## EXTRACTED ENTRIES
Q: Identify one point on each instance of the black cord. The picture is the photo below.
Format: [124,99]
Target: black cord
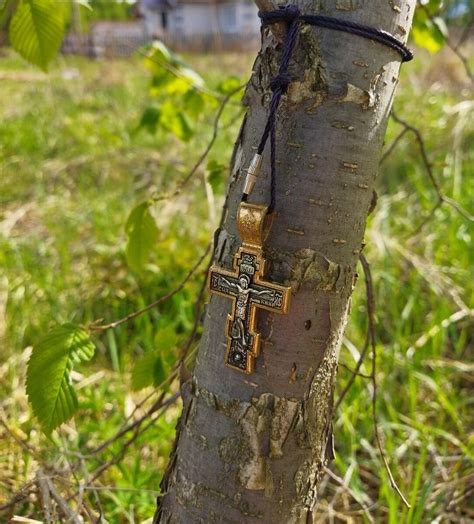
[291,15]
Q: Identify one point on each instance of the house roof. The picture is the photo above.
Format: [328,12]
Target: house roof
[158,5]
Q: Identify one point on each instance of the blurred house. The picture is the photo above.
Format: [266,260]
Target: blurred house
[228,19]
[184,25]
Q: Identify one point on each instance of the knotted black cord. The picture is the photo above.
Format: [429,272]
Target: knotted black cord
[291,15]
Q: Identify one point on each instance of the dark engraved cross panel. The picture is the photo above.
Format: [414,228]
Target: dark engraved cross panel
[248,291]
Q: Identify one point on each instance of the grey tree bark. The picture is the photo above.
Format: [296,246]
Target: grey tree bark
[253,448]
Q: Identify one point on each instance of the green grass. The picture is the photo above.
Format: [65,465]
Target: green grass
[73,166]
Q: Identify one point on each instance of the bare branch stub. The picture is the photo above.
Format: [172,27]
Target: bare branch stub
[278,30]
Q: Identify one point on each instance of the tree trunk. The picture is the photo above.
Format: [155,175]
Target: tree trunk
[253,448]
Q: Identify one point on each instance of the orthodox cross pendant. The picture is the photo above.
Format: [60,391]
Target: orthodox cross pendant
[247,289]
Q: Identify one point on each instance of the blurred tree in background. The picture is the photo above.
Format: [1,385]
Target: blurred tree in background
[99,176]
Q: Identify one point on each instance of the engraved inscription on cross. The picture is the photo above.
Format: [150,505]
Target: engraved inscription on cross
[249,292]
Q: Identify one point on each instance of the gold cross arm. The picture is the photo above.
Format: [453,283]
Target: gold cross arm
[248,290]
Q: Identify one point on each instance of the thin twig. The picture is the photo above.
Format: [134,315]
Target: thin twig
[346,488]
[429,170]
[372,338]
[206,151]
[164,298]
[453,47]
[355,373]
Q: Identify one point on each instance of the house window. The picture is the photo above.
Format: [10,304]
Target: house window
[229,17]
[164,19]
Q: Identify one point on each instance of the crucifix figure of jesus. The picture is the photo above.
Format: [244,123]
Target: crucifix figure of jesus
[248,291]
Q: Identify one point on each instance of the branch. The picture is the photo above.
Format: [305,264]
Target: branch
[372,337]
[442,198]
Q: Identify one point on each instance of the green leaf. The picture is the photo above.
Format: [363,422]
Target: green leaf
[148,371]
[48,382]
[150,119]
[176,122]
[194,103]
[216,173]
[229,84]
[142,233]
[426,33]
[37,30]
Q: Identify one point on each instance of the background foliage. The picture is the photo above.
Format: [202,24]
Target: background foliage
[100,217]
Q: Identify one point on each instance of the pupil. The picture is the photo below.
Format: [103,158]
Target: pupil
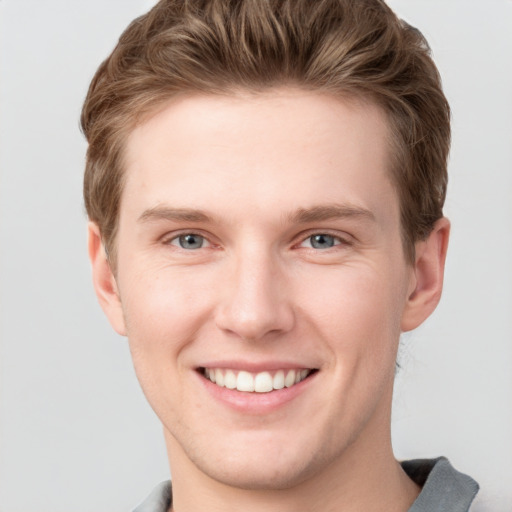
[191,241]
[322,241]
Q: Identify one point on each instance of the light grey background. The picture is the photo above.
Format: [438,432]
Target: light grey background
[75,432]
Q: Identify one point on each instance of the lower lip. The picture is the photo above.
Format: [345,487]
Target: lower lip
[256,403]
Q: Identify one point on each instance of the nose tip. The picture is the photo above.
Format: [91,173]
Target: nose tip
[255,305]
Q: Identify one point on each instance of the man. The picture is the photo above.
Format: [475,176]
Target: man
[265,183]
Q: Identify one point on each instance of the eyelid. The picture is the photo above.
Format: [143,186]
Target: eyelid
[343,239]
[174,235]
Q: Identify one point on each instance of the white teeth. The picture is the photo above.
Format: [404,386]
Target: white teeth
[262,382]
[219,377]
[245,382]
[278,381]
[290,378]
[230,380]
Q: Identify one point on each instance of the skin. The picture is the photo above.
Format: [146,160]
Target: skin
[267,172]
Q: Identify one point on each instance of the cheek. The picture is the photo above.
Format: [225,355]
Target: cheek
[358,310]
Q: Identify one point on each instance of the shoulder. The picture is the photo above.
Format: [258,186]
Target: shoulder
[443,487]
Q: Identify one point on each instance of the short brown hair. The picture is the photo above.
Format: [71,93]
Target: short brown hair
[341,47]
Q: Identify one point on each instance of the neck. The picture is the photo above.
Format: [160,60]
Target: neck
[366,476]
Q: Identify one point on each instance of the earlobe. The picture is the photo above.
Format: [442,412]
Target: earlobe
[104,281]
[427,277]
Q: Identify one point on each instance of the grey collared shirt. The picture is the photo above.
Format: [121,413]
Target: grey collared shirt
[444,489]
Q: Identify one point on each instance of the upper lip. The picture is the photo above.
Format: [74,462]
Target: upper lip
[256,367]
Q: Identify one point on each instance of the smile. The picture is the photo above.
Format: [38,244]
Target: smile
[262,382]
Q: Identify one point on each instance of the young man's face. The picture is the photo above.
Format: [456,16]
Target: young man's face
[259,241]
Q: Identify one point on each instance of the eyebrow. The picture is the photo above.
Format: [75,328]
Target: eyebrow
[300,216]
[176,214]
[329,212]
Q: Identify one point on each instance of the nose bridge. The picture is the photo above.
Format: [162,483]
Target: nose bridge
[255,303]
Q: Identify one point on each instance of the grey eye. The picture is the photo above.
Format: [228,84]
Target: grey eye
[189,241]
[322,241]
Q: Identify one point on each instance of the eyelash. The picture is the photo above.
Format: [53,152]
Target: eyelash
[304,237]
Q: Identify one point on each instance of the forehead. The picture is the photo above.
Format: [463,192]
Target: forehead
[277,150]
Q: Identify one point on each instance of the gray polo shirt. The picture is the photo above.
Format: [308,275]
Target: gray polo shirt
[444,489]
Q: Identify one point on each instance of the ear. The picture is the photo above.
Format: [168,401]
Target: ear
[427,276]
[104,281]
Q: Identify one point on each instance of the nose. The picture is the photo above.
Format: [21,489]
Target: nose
[255,304]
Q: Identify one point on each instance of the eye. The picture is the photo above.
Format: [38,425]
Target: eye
[189,241]
[321,241]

## SHORT PROBLEM
Copy every line above again, starting at the line containing "Q: Identify one point on each instance of the gray" and continuing through the last line, and shift each answer point by adding -150 to every number in its coordinates. Leave the request lines and their format samples as they are.

## WRITTEN SOLUTION
Q: Identify one point on each instance of the gray polo shirt. The picture is the photo above.
Format: [308,275]
Target: gray polo shirt
[294,339]
Q: Identify one point on each instance of the ear. The picture is the photo above.
Format: [168,401]
Target: ear
[277,126]
[-46,131]
Q: Identify one point on each instance of the nose. The picture is the photo above.
Format: [21,489]
Target: nose
[105,154]
Q: Identify one point on each instance of the eye. The picture is the photo above.
Format: [38,425]
Target: eye
[39,91]
[171,91]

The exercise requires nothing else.